> Passage shown
=-=-=-=-=

Here, we introduce the Complex simultaneous perturbation stochastic approximation (CSPSA), a numerical stochastic minimization method that can be directly applied to real-valued target functions of complex variables. These functions do not satisfy the Cauchy-Riemann conditions and, consequently, there exists no Taylor series for this class of functions.

The method is based on an estimation of the Wirtinger complex gradient of the target function, which is subsequently used to generate a sequence of complex estimates approaching the minimizer. Magnitude and direction of the gradient's estimate are calculated as the difference between the target function evaluated at two different points and as a complex vector whose components are randomly, independently generated, respectively. Thereby, all calculations are carried out within the field of complex numbers. The estimation of the complex gradient is asymptotically unbiased and the sequence of complex estimates converges to the solution of the minimization problem.

CSPSA enables the optimization of functions with unknown parameters, since the only input it requires are evaluations of the target function. For instance, in quantum tomography the value of the infidelity I can be obtained by measuring, on the system described by state |ψ〉, an observable that contains in its spectral decomposition the state \(|\varphi \rangle \). Thus, we can obtain the values of I for any \(|\varphi \rangle \) as long as |ψ〉 is an unknown but fixed parameter. Determining the amount of geometric entanglement3,4 of an unknown state is also within reach of CSPSA. In this case the infidelity of an unknown multipartite pure quantum state is minimized with respect to the set of separable states, which requires the measurement of local observables. The violation of the Claus-Horne-Shimony-Holt5 (CHSH) inequality with an unknown state, pure or mixed, can also be studied. In this case CSPSA maximizes the violation by driving the measurement bases to the optimal measurement setting.

=-=-=-=-=

> Data extract

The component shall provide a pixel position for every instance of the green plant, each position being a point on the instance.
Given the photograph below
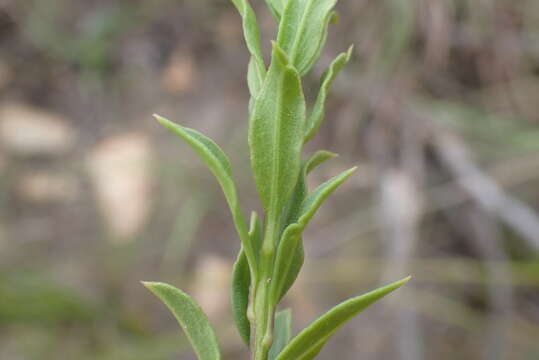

=-=-=-=-=

> To be done
**1)** Answer these from the CSPSA passage:
(a) Which conditions do the target functions fail to satisfy?
(b) Which gradient of the target function does the method estimate?
(c) When geometric entanglement is determined, the infidelity is minimized with respect to which set?
**2)** Please recast the CSPSA passage's paragraph beginning "The method is based on an estimation" as a short list that keeps its main facts.
**3)** Write the next part of the passage on the CSPSA minimization method, starting after its final sentence.
The material shown is separate from the passage.

> Answers by task
**1)**
(a) The Cauchy-Riemann conditions.
(b) The Wirtinger complex gradient.
(c) The set of separable states.

**2)**
- CSPSA estimates the Wirtinger complex gradient of the target function and uses it to generate complex estimates approaching the minimizer.
- The estimate's magnitude is the difference between the target function evaluated at two points.
- Its direction is a complex vector with randomly, independently generated components.
- All calculations stay within the complex numbers.
- The gradient estimate is asymptotically unbiased, and the estimates converge to the solution of the minimization problem.

**3)**
CSPSA exhibits a large performance boost, in comparison to stochastic optimization algorithms for functions of real variables. We show this by applying CSPSA to the tomography of pure quantum states. Extensive numerical simulations via random sampling show that CSPSA achieves values of the mean infidelity orders of magnitude smaller than the ones provided by Self guided quantum tomography (SGQT), a quantum tomographic scheme based on a stochastic minimization method for functions of real variables1. These simulations consider the same amount of resources for both methods, that is, number of equally prepared quantum systems and total number of measurement outcomes or, equivalently, number of iterations and evaluations of the target function. Consequently, CSPSA leads to a considerable reduction in the resources required to estimate an unknown pure quantum state and provides a clear indication that optimization on complex variables can lead to higher performance methods. Furthermore, it has been shown that the use of resources by SGQT compares favorably to other quantum tomographic schemes10. Thus, CSPSA based quantum tomography provides a further improvement in the search for the efficient use of resources11,12,13,14,15,16 in the determination of quantum states.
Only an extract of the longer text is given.